-- Start DATASET ROWS --

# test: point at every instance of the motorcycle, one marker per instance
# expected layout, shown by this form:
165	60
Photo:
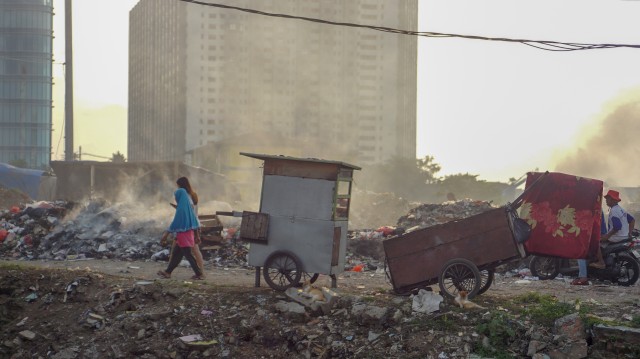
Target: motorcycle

-- End DATASET ROWS --

Please reproduce every record above word for word, omitting the pictures.

**EXPECTED OUTPUT**
# test: point at every instance of the motorcycle, one marker per instance
# expected layout, shown by this form:
165	60
Photo:
Target: motorcycle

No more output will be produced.